--- Directions for this task ---
Copy out the lines from the one containing "seg: **cow ear**" through the one containing "161], [57, 161]]", swapping "ring rule" for "fill rule" and keeping everything else the same.

--- Records shown ---
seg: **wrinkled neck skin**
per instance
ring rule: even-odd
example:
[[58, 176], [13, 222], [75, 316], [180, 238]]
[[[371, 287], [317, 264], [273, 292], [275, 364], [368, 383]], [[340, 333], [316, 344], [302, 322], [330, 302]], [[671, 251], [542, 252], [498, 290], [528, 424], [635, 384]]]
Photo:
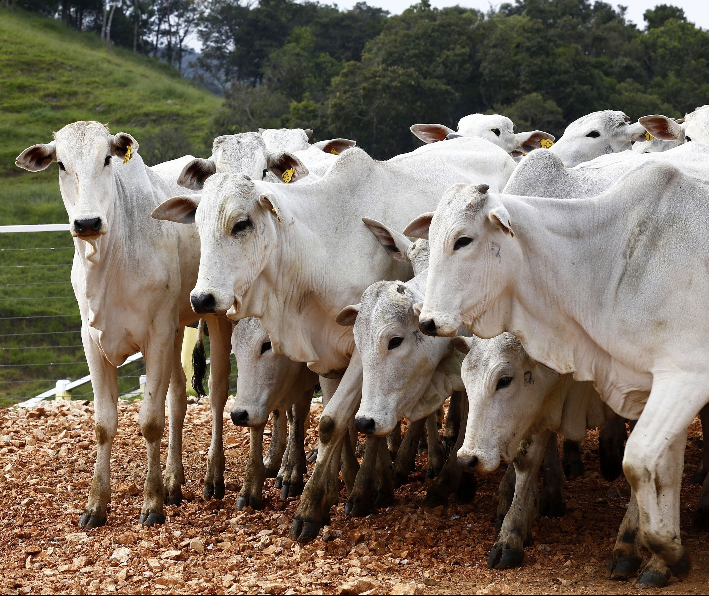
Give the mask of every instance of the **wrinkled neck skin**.
[[593, 381], [613, 410], [638, 418], [652, 385], [652, 375], [641, 372], [649, 363], [618, 357], [625, 352], [632, 359], [637, 351], [618, 343], [612, 316], [594, 318], [607, 297], [609, 271], [584, 267], [607, 260], [608, 242], [623, 238], [622, 214], [608, 200], [505, 196], [504, 204], [519, 243], [518, 273], [499, 296], [464, 313], [464, 324], [481, 338], [513, 333], [532, 358]]

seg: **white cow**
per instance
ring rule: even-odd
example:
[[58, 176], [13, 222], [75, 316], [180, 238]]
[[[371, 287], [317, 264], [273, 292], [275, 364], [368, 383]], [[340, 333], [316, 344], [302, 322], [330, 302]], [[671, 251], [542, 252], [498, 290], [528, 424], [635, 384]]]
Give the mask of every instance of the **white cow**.
[[414, 124], [411, 126], [411, 132], [424, 143], [435, 143], [459, 136], [482, 137], [501, 147], [513, 157], [518, 157], [542, 146], [550, 146], [549, 143], [554, 142], [554, 135], [543, 131], [515, 133], [515, 123], [506, 116], [471, 114], [460, 118], [457, 131], [445, 124]]
[[295, 536], [314, 537], [337, 500], [340, 448], [359, 401], [359, 354], [351, 329], [335, 316], [373, 282], [411, 276], [406, 263], [381, 250], [362, 217], [403, 227], [435, 206], [453, 182], [484, 180], [501, 188], [513, 168], [504, 151], [479, 138], [426, 145], [386, 162], [352, 148], [312, 184], [217, 174], [201, 201], [177, 197], [154, 212], [175, 221], [196, 217], [205, 255], [193, 293], [199, 310], [260, 317], [276, 353], [306, 362], [321, 376], [341, 377], [320, 418], [318, 460]]
[[[459, 184], [405, 231], [430, 243], [423, 331], [510, 331], [532, 358], [640, 417], [623, 470], [640, 540], [679, 577], [691, 568], [679, 532], [686, 431], [709, 401], [708, 219], [709, 185], [644, 164], [591, 199]], [[481, 452], [478, 465], [498, 458]]]
[[[138, 149], [130, 135], [111, 135], [103, 124], [82, 121], [62, 128], [50, 143], [26, 149], [16, 162], [32, 172], [57, 162], [74, 236], [72, 285], [94, 387], [97, 443], [89, 501], [79, 522], [82, 526], [106, 522], [118, 424], [116, 367], [135, 352], [143, 353], [147, 375], [140, 407], [140, 430], [147, 447], [140, 522], [164, 522], [163, 502], [179, 503], [184, 482], [186, 394], [180, 353], [183, 326], [198, 318], [190, 307], [189, 292], [196, 279], [199, 241], [194, 226], [150, 219], [152, 210], [179, 187], [146, 167]], [[213, 394], [225, 399], [231, 326], [210, 319], [210, 382]], [[163, 483], [160, 449], [166, 394], [170, 433]]]

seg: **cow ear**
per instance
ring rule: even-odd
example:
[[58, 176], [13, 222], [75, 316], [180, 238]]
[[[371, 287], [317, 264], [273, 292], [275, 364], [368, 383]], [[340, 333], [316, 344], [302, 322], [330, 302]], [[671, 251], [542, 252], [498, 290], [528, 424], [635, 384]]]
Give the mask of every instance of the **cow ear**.
[[305, 164], [288, 151], [271, 153], [266, 160], [266, 168], [286, 184], [297, 182], [308, 175]]
[[642, 143], [645, 140], [649, 140], [649, 139], [645, 136], [647, 131], [645, 127], [643, 126], [640, 122], [636, 122], [634, 124], [630, 126], [630, 140], [634, 140], [636, 143]]
[[335, 322], [343, 327], [351, 327], [354, 324], [354, 321], [357, 321], [357, 316], [359, 314], [360, 308], [362, 308], [361, 304], [350, 304], [349, 307], [345, 307], [335, 317]]
[[509, 234], [510, 238], [515, 237], [515, 233], [512, 230], [512, 222], [510, 221], [510, 214], [503, 205], [499, 205], [488, 211], [488, 219], [495, 227], [499, 227], [505, 233]]
[[150, 216], [177, 224], [194, 224], [194, 214], [201, 199], [201, 194], [173, 197], [155, 207]]
[[452, 128], [449, 128], [445, 124], [414, 124], [411, 126], [413, 133], [424, 143], [435, 143], [437, 140], [445, 140], [451, 133], [454, 133]]
[[[138, 144], [128, 133], [118, 133], [113, 135], [111, 139], [111, 155], [125, 159], [128, 147], [130, 148], [130, 155], [138, 151]], [[130, 155], [128, 159], [130, 159]]]
[[517, 133], [515, 140], [517, 146], [513, 149], [512, 155], [516, 157], [515, 153], [529, 153], [542, 148], [548, 149], [554, 145], [554, 136], [544, 131], [534, 131], [531, 133]]
[[57, 149], [52, 140], [28, 147], [17, 156], [15, 165], [30, 172], [40, 172], [49, 167], [53, 161], [57, 161]]
[[403, 231], [403, 235], [411, 238], [421, 238], [428, 240], [428, 228], [433, 219], [434, 211], [420, 215], [409, 224]]
[[357, 141], [350, 140], [349, 138], [331, 138], [330, 140], [318, 140], [313, 143], [313, 146], [317, 147], [320, 151], [332, 153], [334, 155], [339, 155], [345, 149], [354, 147]]
[[384, 224], [376, 219], [363, 217], [362, 221], [364, 222], [364, 225], [369, 228], [379, 241], [379, 244], [384, 247], [384, 250], [391, 255], [392, 258], [397, 260], [407, 260], [406, 255], [411, 246], [411, 241], [403, 234], [400, 234], [395, 230], [387, 228]]
[[201, 190], [204, 187], [204, 181], [216, 173], [216, 165], [211, 160], [195, 158], [182, 168], [177, 184], [191, 190]]
[[467, 354], [470, 351], [470, 347], [473, 345], [473, 338], [464, 336], [456, 336], [453, 338], [453, 345], [459, 352]]
[[682, 127], [666, 116], [644, 116], [639, 118], [637, 121], [655, 138], [664, 140], [682, 140], [684, 138]]

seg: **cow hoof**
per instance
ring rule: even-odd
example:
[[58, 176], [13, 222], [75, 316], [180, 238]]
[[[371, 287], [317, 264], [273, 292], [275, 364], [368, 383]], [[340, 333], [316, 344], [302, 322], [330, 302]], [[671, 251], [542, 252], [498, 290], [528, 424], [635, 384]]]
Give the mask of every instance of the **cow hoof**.
[[458, 500], [462, 503], [470, 503], [475, 498], [478, 491], [478, 481], [471, 472], [464, 472], [460, 475], [458, 485]]
[[689, 553], [689, 550], [682, 547], [682, 555], [676, 562], [669, 565], [669, 570], [675, 577], [681, 580], [686, 579], [689, 575], [689, 572], [692, 569], [692, 556]]
[[709, 505], [700, 503], [694, 510], [692, 528], [695, 530], [709, 529]]
[[663, 573], [655, 569], [648, 569], [646, 565], [638, 575], [635, 586], [645, 590], [650, 587], [664, 587], [669, 581], [669, 572]]
[[226, 489], [224, 487], [224, 480], [217, 480], [214, 482], [205, 482], [203, 491], [204, 493], [204, 500], [208, 501], [210, 499], [223, 499]]
[[79, 525], [82, 528], [98, 528], [99, 526], [105, 526], [106, 522], [108, 522], [108, 516], [104, 517], [84, 513], [79, 519]]
[[140, 515], [140, 523], [143, 526], [162, 526], [165, 523], [164, 513], [143, 513]]
[[262, 509], [263, 506], [263, 501], [259, 497], [255, 497], [253, 495], [240, 495], [236, 500], [237, 511], [242, 511], [244, 507], [248, 507], [258, 510]]
[[303, 480], [282, 482], [281, 483], [281, 500], [285, 501], [289, 497], [298, 497], [302, 495], [305, 485]]
[[626, 555], [619, 550], [613, 551], [608, 561], [605, 577], [613, 580], [625, 580], [637, 573], [642, 559], [635, 555]]

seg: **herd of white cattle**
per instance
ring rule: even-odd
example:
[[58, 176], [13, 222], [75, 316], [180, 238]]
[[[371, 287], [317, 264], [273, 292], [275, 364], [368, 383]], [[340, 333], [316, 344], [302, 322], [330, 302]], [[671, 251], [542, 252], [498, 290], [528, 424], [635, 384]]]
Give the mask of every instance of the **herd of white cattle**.
[[[294, 539], [328, 523], [340, 473], [348, 514], [392, 504], [425, 437], [431, 504], [472, 498], [474, 473], [510, 463], [489, 566], [520, 566], [535, 517], [564, 514], [564, 468], [583, 467], [574, 441], [603, 425], [603, 475], [625, 472], [632, 487], [608, 576], [635, 576], [642, 548], [652, 556], [639, 585], [686, 576], [684, 448], [709, 402], [709, 106], [635, 123], [595, 112], [556, 142], [515, 133], [499, 115], [411, 131], [427, 144], [387, 161], [353, 140], [311, 145], [311, 131], [261, 129], [218, 137], [208, 159], [151, 167], [130, 135], [79, 121], [20, 154], [16, 165], [33, 172], [57, 162], [76, 248], [97, 442], [79, 525], [107, 522], [116, 367], [138, 351], [147, 377], [141, 523], [164, 522], [164, 503], [180, 502], [180, 353], [184, 328], [199, 321], [200, 392], [206, 332], [211, 367], [206, 498], [224, 495], [233, 352], [231, 418], [251, 432], [237, 508], [260, 507], [264, 479], [277, 477], [282, 498], [302, 493]], [[324, 409], [303, 484], [318, 386]], [[442, 442], [437, 414], [449, 398]], [[694, 522], [709, 525], [709, 480]]]

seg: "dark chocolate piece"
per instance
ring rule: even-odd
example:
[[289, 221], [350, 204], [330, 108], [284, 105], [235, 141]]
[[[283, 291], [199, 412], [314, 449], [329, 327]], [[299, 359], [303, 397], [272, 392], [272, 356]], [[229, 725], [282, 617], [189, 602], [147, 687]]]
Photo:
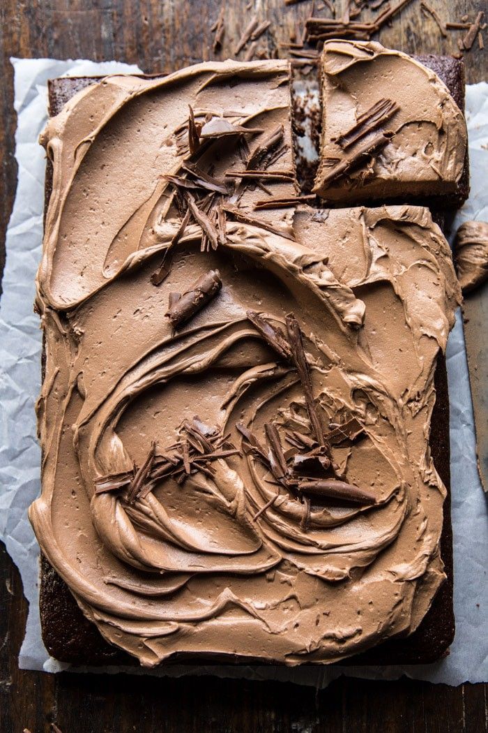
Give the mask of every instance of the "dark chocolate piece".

--- Response ---
seg: **cow ear**
per instance
fill rule: even-odd
example:
[[58, 176], [13, 222], [75, 316], [180, 238]]
[[[371, 287], [317, 264], [273, 292], [275, 364], [368, 383]], [[340, 333], [316, 344], [302, 322], [330, 302]], [[671, 251], [542, 252], [498, 290], [528, 424], [635, 384]]]
Give the mask of every instance of the **cow ear**.
[[305, 164], [288, 151], [271, 153], [266, 160], [266, 168], [286, 184], [297, 182], [308, 175]]
[[642, 143], [645, 140], [649, 140], [649, 139], [645, 136], [647, 131], [645, 127], [643, 126], [640, 122], [636, 122], [634, 124], [630, 126], [630, 140], [634, 140], [636, 143]]
[[335, 322], [343, 327], [351, 327], [354, 324], [354, 321], [357, 321], [357, 316], [359, 314], [360, 308], [362, 308], [361, 304], [350, 304], [349, 307], [345, 307], [335, 317]]
[[509, 234], [510, 238], [515, 237], [515, 233], [512, 230], [512, 222], [510, 221], [510, 214], [503, 205], [499, 205], [488, 211], [488, 219], [495, 227], [499, 227], [505, 233]]
[[150, 216], [177, 224], [194, 224], [194, 214], [201, 199], [201, 194], [173, 197], [155, 207]]
[[452, 128], [449, 128], [445, 124], [414, 124], [411, 126], [413, 133], [424, 143], [435, 143], [437, 140], [445, 140], [451, 133], [454, 133]]
[[[138, 144], [128, 133], [118, 133], [113, 135], [111, 139], [111, 155], [125, 159], [128, 147], [130, 148], [130, 155], [138, 151]], [[130, 155], [128, 159], [130, 159]]]
[[517, 133], [515, 140], [517, 146], [513, 149], [512, 155], [516, 157], [515, 153], [529, 153], [542, 148], [548, 149], [554, 145], [554, 136], [544, 131], [534, 131], [531, 133]]
[[57, 149], [52, 140], [28, 147], [17, 156], [15, 165], [30, 172], [40, 172], [49, 167], [53, 161], [57, 161]]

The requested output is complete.